**DIRECTIONS FOR THIS TASK**. Write the next part of the EFK logging setup walkthrough, picking up right after its last sentence.

== PASSAGE SHOWN ==

To be on the safe side, we'll check Fluentd's logs to confirm that it managed to connect to Elasticsearch.

 1  kubectl -n logging logs 
 2      -l app=fluentd-fluentd-elasticsearch

The output, limited to the messages, is as follows.

... Connection opened to Elasticsearch cluster => {:host=>"elasticsearch-client", :port=>9200, :scheme=>"http"}
... Detected ES 6.x: ES 7.x will only accept `_doc` in type_name.

A note to Docker for Desktop users
You will likely see much more than the few log entries presented above. There will be a lot of warnings due to the differences in Docker for Desktop API when compared to other Kubernetes flavors. Feel free to ignore those warnings since they do not affect the examples we are about to explore and you are not going to use Docker for Desktop in production but only for practice and local development.

That was simple and beautiful. The only thing left is to install the K from EFK.

Let's take a look at the values file we'll use for the Kibana chart.

 1  cat logging/kibana-values.yml

The output is as follows.

ingress:
  enabled: true
  hosts:
  - acme.com
env:
  ELASTICSEARCH_URL: http://elasticsearch-client:9200
resources:
  limits:
    cpu: 50m
    memory: 300Mi
  requests:
    cpu: 5m
    memory: 150Mi

Again, this is a relatively straightforward set of values. This time, we are specifying not only the resources but also the Ingress host, as well as the environment variable ELASTICSEARCH_URL that'll tell Kibana where to find Elasticsearch. As you might have guessed, I did not know in advance what will be your host, so we'll need to overwrite hosts at runtime. But, before we do that, we need to define it.

 1  KIBANA_ADDR=kibana.$LB_IP.nip.io

Off we go towards installing the last component in the EFK stack.

 1  helm upgrade -i kibana 
 2      stable/kibana 
 3      --version 0.20.0 
 4      --namespace logging 
 5      --set ingress.hosts="{$KIBANA_ADDR}" 
 6     --values logging/kibana-values.yml
 7
 8  kubectl -n logging 
 9      rollout status 
10      deployment kibana

Now we can finally open Kibana and confirm that all three EFK components indeed work together and that they are fulfilling our centralized logging objectives.

===
== ENTRIES ==

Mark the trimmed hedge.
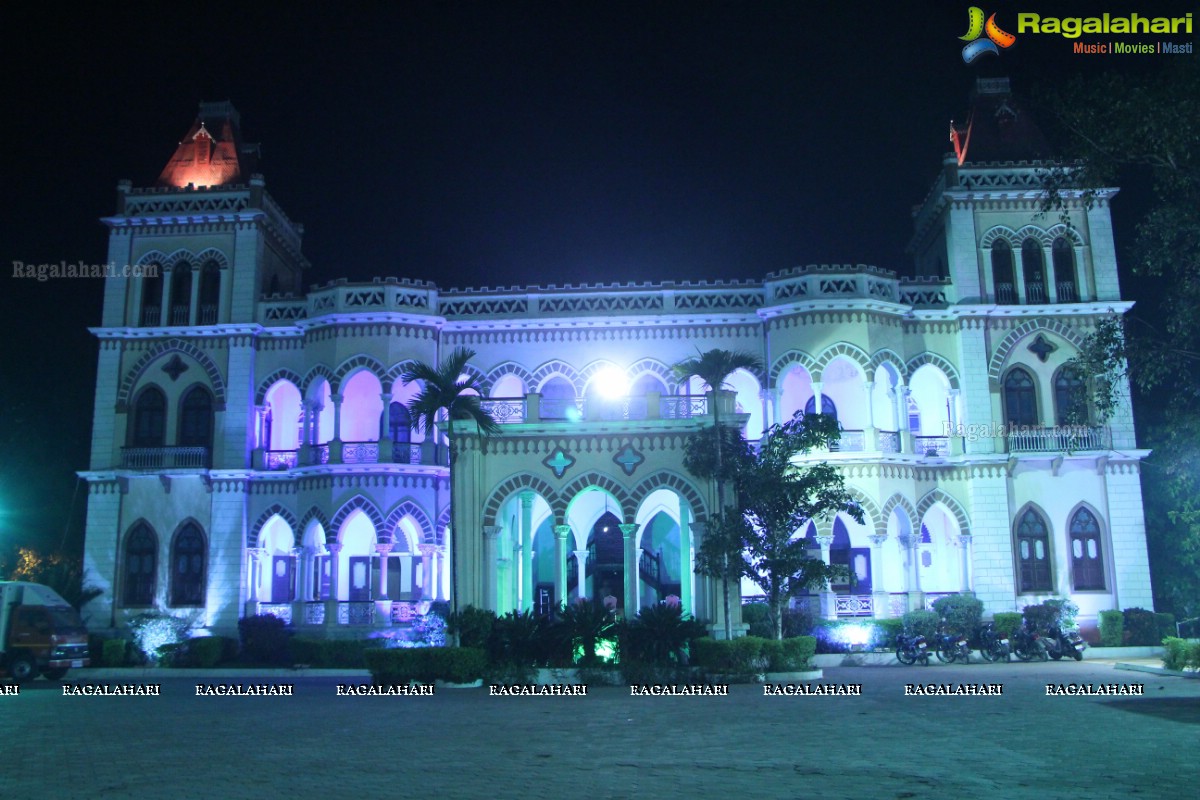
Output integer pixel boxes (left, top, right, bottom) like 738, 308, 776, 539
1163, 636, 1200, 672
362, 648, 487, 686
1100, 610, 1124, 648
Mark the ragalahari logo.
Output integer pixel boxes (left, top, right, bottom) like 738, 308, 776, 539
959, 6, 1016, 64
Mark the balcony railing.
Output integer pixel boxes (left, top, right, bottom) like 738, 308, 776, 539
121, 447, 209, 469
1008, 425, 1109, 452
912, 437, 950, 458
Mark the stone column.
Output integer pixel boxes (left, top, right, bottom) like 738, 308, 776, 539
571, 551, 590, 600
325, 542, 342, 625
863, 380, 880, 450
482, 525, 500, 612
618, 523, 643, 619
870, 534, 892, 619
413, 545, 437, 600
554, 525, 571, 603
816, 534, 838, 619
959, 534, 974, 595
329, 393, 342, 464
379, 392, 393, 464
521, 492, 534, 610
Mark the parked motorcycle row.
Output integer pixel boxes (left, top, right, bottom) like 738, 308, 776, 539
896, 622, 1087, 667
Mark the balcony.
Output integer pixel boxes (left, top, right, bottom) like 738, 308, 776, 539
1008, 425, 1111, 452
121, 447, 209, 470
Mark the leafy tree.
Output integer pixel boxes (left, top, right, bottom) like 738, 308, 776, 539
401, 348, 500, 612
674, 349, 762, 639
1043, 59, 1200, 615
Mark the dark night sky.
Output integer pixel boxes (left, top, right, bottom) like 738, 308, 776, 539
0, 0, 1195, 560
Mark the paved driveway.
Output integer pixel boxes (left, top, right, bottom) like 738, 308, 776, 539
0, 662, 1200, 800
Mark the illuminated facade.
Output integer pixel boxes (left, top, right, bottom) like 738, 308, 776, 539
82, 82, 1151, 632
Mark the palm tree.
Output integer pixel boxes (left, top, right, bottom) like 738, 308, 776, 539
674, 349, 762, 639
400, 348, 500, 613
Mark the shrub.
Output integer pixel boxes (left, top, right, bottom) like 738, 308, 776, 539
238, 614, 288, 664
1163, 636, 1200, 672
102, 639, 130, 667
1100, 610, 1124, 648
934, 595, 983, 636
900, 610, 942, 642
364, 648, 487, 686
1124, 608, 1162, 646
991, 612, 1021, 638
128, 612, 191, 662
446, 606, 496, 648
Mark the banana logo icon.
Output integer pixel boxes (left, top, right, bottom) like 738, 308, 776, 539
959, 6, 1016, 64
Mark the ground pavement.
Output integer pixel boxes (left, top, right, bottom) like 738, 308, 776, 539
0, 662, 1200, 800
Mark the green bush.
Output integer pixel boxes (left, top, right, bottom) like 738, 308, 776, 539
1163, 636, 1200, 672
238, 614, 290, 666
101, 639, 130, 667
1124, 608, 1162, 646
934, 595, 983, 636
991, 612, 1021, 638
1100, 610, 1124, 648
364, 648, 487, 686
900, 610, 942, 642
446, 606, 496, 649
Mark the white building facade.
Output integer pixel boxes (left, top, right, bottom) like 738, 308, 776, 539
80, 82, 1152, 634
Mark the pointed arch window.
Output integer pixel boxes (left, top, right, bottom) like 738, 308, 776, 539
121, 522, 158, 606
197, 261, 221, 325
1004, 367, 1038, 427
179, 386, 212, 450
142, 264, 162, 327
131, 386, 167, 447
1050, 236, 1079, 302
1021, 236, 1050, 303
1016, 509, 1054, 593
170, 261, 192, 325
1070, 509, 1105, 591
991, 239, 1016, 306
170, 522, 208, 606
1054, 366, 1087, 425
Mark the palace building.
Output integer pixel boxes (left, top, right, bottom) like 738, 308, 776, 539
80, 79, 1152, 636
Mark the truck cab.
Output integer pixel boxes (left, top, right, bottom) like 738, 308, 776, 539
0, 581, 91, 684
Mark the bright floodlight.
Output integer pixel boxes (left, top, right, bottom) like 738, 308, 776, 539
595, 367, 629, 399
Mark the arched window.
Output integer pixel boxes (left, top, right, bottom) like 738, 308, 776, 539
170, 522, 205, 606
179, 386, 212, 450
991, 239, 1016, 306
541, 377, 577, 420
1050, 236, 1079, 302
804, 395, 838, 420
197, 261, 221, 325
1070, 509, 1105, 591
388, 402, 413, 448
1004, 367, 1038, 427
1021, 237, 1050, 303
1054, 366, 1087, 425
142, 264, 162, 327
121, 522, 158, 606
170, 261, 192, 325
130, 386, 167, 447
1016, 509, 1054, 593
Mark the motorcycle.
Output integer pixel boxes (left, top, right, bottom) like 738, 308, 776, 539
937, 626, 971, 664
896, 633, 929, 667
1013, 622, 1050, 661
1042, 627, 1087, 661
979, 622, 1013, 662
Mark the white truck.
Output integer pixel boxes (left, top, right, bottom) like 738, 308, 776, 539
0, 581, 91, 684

===
== ENTRIES ==

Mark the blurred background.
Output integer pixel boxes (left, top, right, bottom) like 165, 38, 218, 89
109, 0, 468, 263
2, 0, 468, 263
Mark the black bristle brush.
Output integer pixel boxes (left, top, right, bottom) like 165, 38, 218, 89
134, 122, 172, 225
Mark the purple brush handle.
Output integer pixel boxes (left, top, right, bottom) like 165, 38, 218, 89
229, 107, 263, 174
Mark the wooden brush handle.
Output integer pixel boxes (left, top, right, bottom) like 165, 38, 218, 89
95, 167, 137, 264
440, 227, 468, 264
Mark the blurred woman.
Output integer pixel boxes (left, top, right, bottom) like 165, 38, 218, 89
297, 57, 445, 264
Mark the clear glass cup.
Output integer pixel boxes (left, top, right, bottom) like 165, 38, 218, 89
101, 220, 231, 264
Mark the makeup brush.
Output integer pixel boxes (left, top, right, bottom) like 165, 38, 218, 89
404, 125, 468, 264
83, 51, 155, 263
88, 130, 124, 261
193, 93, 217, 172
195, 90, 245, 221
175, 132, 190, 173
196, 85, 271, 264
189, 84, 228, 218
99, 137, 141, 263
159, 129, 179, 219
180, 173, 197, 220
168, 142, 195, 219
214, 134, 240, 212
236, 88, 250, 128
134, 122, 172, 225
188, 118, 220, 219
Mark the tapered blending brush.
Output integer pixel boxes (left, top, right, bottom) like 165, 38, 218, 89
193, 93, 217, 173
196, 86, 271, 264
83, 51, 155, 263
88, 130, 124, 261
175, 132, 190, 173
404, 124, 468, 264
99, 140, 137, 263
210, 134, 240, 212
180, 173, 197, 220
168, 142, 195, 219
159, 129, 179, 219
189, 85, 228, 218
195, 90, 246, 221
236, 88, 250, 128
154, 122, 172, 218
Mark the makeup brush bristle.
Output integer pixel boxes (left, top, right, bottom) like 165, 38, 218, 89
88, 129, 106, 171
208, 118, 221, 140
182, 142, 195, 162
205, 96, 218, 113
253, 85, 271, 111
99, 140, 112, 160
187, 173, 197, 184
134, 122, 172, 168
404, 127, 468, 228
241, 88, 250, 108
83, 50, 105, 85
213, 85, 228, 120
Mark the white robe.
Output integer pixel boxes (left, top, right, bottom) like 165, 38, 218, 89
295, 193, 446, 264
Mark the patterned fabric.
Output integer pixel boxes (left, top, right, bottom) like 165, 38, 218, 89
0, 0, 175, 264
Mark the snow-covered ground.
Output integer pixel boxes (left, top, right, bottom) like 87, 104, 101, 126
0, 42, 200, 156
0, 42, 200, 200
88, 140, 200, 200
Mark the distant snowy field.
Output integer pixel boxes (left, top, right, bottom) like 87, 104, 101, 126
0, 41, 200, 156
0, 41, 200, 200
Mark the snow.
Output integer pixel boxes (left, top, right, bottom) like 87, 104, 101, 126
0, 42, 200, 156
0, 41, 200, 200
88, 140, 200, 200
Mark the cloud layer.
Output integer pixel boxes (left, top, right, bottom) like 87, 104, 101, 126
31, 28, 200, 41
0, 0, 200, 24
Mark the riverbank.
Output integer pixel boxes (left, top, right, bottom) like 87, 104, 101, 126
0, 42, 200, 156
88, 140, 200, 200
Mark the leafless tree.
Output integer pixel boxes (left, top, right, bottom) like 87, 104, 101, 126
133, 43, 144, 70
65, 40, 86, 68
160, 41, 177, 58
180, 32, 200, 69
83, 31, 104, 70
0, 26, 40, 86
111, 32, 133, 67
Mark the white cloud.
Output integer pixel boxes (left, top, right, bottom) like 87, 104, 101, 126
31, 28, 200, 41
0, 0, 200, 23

===
== ENTRIES ==

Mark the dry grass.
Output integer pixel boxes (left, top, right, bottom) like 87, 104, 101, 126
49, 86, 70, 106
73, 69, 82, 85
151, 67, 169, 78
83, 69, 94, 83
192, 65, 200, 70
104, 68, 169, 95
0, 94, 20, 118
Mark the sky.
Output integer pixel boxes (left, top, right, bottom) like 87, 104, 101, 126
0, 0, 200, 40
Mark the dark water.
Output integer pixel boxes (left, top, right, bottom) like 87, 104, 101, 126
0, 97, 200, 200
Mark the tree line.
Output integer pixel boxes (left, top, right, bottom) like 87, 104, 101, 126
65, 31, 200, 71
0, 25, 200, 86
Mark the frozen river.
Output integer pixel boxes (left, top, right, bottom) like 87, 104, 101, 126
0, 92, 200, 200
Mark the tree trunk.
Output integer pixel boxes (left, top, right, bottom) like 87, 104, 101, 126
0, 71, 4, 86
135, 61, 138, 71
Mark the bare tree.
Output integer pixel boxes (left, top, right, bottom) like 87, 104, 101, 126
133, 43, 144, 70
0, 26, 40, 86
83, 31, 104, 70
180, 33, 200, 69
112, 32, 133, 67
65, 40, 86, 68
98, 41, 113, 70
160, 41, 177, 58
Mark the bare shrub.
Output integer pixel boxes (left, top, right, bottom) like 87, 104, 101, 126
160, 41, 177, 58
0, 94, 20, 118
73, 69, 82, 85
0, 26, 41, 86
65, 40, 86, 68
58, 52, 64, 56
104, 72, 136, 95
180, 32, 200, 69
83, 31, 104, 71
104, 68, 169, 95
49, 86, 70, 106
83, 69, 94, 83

===

**EXERCISE RESPONSE**.
 1  open "http://$KIBANA_ADDR"

If you do not see Kibana just yet, wait for a few moments and refresh the screen.

You should see the Welcome screen. Ignore the offer to try their sample data by clicking the link to Explore on my own. You'll be presented with the screen that allows you to add data.

Figure 7-8: Kibana's home screen

The first thing we need to do is create a new Elasticsearch index that will match the one created by Fluentd. The version we're running is already pushing data to Elasticsearch, and it's doing that by using LogStash indexing pattern as a way to simplify things since that's what Kibana expects to see.

Click the Management item from the left-hand menu, followed with the Index Patterns link.

All the logs Fluentd is sending to Elasticsearch are indexes with the logstash prefix followed with the date. Since we want Kibana to retrieve all the logs, type logstash-* into the Index pattern field, and click the > Next step button.

Next, we need to specify which field contains timestamps. It is an easy choice. Select @timestamp from the Time Filter field name, and click the Create index pattern button.

Figure 7-9: Kibana's Create index pattern screen

That's it. All we have to do now is wait for a few moments until the index is created, and explore the logs collected from across the whole cluster.

Please click the Discover item from the left-hand menu.

What you see in front of you are all the logs generated in the last fifteen minutes (can be extended to any period). The list of fields is available on the left-hand side.

There is a silly (and useless) graph on the top and the logs themselves are in the main body of the screen.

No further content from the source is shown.